■ **THE EXERCISE**
Reproduce all of the data below verbatim, keeping every line as it appears.

-------- RAW DATA --------

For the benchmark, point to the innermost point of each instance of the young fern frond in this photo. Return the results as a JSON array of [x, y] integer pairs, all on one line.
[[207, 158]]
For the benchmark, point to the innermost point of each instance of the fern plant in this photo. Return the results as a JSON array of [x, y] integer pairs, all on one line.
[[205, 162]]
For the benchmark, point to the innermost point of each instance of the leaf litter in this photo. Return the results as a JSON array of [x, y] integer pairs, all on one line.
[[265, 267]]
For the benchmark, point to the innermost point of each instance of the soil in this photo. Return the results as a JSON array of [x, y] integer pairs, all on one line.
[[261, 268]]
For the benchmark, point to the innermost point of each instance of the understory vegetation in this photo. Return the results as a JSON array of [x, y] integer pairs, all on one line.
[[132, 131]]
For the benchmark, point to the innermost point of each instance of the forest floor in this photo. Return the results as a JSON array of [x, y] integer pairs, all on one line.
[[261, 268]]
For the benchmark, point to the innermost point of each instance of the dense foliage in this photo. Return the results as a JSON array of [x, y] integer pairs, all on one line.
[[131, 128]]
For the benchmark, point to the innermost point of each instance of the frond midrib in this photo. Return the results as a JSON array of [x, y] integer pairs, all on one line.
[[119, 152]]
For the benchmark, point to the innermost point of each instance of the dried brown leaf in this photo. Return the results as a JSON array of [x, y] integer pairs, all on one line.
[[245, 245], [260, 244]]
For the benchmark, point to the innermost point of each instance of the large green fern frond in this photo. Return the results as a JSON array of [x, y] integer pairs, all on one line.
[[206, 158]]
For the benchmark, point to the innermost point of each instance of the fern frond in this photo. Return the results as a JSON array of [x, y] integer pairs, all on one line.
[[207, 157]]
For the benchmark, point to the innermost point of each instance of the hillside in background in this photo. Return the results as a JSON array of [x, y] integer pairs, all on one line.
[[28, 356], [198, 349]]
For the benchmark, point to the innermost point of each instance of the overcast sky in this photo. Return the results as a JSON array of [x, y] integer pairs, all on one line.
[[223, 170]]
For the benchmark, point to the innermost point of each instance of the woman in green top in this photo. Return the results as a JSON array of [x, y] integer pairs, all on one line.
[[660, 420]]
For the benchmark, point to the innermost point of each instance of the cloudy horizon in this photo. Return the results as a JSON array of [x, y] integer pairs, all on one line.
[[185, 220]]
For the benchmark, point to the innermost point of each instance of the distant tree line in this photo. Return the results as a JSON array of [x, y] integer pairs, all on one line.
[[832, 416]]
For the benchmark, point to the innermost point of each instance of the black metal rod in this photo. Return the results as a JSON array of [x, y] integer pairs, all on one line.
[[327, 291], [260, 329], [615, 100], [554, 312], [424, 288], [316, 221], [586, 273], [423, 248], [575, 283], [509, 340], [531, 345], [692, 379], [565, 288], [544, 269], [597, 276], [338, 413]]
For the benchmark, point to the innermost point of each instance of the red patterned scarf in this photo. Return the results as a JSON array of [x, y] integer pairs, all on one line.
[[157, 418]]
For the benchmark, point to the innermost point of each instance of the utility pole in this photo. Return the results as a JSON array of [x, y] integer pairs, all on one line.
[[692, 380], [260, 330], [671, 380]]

--------

■ **COMPLETE OUTPUT**
For the benchmark, point to the innermost point of each instance of the young fern frond in this photo. Return the results as a JSON array of [x, y] integer pairs, all on one line.
[[207, 158]]
For the benchmark, point to the innermost point of each instance of the fern plant in this photo. Return the results as a JSON array of [x, y] integer pairs, all on one line.
[[205, 162]]
For the benchmark, point to the innermost point of each instance of the leaf litter in this photo. Return the results as a JSON array of [x, y] integer pairs, all on one line.
[[265, 267]]
For the benchmark, point to the innermost point of each instance of the soil in this photo. Return the results as a JSON array of [x, y] integer pairs, all on one line.
[[261, 268]]
For the benchmark, point to the innermost point of each instance of the understory vegetation in this photo. Return the results as a JSON array of [x, y] integer pairs, all on one line.
[[132, 131]]
For the benchmark, point to the innermost point of each instance of the forest floor in this photo. Return the results as a JSON array of [x, y] integer pairs, all on one line.
[[261, 268]]
For the benchmark, point to the innermost point of each instance of the dense foliage in this photo. Return the results as a JSON array of [x, y] integer pairs, all on one line.
[[131, 128]]
For the benchmark, point to the innermost point of each instance of the frond midrib in this photo. Return the results as a JSON array of [x, y] integer pairs, all on one line.
[[119, 152]]
For the benchmark, point to the innermost point of each instance of the dried brown leaf in this photo. Return the results as a JSON array of [x, y] integer pairs, all on one line.
[[245, 245], [260, 244]]
For the benchmark, point to the innermost point of each instance of the large green fern frond in this photo. Return the results as a JSON array of [x, y] integer pairs, all on one line.
[[206, 158]]
For the benchmark, point to the innermost point of each instance of the fern frond in this photo. Return the results as a JSON array of [x, y] integer pairs, all on one line.
[[207, 157]]
For the benchmark, point to the innermost point of each instance of the hillside in background in this photo. Return the results as a JSON array of [x, y] integer pairs, all on one line.
[[28, 356], [198, 349]]
For the benchmark, point to the innermost point of each instance of the overcast sky in this photo. Return the results as a JSON array of [x, y] integer pairs, all on one line.
[[223, 170]]
For the benchmark, point to the innermost point of each instance of the woman in green top in this photo. Return the results as a JSON array of [x, y] integer pairs, all on one line.
[[660, 420]]
For the benchmark, point to the innermost point of each instance of the cloudy horizon in this photo. Return the results as a JSON array of [x, y] integer pairs, all on one line.
[[185, 220]]
For the benchmark, point to the innermost point of each instance of the distant tree line in this photo. Return the results as a JSON array of [x, y] integer pairs, all on one line.
[[832, 416]]
For the benchmark, point to the innermost point of each instance of the black metal rod in this photo. Return the results as a JSON array of [x, y] integer pairs, all on one line.
[[327, 291], [260, 329], [615, 100], [554, 312], [424, 288], [316, 221], [586, 273], [423, 248], [575, 283], [509, 340], [531, 345], [692, 379], [565, 288], [544, 269], [597, 276], [338, 413]]
For the benchmark, point to the innermost point of each instance of the red patterned scarf in this photo. Return the results as a JSON array of [x, y] integer pairs, all on one line.
[[157, 418]]
For the benchmark, point to the innermost point of each instance of the utility pole in this photo. Return the results as a JSON array of [x, y] integer pairs, all on one line.
[[692, 380], [260, 330], [671, 380]]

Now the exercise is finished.